### Aufgabendetails
Führen Sie den Interviewtext über die Band Austere im Anschluss an dessen letzten Satz fort.

### Textauszug

Austere
Austere
Interview
Mit ihrem Debut-Album "Withering Illusion And Desolation" konnte die Australische Band AUSTERE zwar im Untergrund erste Erfolge verbuchen, hier zu Lande sind sie bisher aber noch ziemlich unbekannt. Die allgemeingültigste Kategorie für ihre Musik, wäre zwar sicherlich "Depressive-Black-Metal", wie das Duo dies selbst beurteilt und noch einige andere Themen, behandelt das folgende Interview.
Sorrow: AUSTERE ist Elend in musikalischer Form, ich würde uns nicht „Black-Metal“ nennen. Meiner Meinung nach trifft es die Beschreibung „Bleak Music“ (=Düstere Musik) besser.

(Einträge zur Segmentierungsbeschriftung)
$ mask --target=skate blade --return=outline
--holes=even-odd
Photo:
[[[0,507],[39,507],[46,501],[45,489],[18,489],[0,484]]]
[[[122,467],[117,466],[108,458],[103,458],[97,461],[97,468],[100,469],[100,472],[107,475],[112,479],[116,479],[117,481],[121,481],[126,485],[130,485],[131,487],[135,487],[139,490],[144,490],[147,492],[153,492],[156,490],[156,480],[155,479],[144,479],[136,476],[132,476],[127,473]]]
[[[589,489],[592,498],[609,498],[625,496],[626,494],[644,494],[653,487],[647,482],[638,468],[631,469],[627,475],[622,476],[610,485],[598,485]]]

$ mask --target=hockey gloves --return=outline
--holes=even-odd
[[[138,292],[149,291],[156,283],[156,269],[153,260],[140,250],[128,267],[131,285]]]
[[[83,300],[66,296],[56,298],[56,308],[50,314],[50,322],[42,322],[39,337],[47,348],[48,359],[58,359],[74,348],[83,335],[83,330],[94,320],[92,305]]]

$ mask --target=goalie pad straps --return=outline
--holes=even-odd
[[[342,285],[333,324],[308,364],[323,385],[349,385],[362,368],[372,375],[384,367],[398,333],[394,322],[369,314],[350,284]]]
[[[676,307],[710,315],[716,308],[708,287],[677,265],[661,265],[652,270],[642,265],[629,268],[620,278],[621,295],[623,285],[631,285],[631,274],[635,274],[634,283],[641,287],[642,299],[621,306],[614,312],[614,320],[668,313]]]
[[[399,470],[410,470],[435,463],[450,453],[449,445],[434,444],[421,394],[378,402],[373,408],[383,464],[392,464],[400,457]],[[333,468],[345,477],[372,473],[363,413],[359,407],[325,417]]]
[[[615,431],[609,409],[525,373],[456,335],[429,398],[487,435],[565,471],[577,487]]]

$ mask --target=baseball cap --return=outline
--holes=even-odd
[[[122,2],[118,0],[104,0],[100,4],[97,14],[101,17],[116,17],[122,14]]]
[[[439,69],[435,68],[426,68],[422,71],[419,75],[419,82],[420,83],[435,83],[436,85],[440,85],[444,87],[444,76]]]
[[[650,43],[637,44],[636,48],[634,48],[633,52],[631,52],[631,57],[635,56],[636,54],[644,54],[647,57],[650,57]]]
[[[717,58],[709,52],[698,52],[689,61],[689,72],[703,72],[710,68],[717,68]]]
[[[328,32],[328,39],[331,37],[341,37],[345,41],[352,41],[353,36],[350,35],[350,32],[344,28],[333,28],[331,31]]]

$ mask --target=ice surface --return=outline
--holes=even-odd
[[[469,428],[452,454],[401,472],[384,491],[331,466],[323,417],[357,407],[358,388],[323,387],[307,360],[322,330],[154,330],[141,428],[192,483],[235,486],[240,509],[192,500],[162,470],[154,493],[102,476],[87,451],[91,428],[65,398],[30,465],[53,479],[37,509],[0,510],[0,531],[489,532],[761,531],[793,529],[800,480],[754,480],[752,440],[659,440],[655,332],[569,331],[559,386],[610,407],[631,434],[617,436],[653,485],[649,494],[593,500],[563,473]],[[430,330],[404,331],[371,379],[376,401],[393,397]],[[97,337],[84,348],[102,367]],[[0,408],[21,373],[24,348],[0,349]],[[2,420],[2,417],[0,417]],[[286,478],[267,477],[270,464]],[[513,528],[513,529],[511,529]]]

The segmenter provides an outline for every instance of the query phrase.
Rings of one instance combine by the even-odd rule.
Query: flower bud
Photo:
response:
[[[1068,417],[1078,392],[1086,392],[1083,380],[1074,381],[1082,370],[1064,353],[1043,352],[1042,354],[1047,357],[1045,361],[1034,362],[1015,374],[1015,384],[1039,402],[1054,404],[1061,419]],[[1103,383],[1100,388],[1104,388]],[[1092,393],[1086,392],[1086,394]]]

### Gelöste Aufgabe
Desolate: Für mich ist es Aufgrund der Menge an Emotionen und Gedanken, die ich einfließen lasse, ziemlich schwer, AUSTERE zu beschreiben, aber ich würde sagen, es ist eine persönliche Reise durch Elend und Verzweiflung, ein Ventil für düstere Stimmungen… Ich würde zwar schon sagen, dass wir eine Verbindung zum Black-Metal-Sound haben, und wenn Leute uns als Black-Metal beschreiben, stört mich das auch keineswegs, aber um ehrlich zu sein, würde ich uns als dunkle und deprimierende Musik beschreiben. „Austere“ (=ernst, entsagend..), wenn man so will…
Im Jahre 2007 wurde Euer Debut-Album „Withering Illusions and Desolation“ veröffentlicht. Rückblickend, seid Ihr zufrieden mit der Veröffentlichung und dem Feedback, das Ihr dazu bekommen habt?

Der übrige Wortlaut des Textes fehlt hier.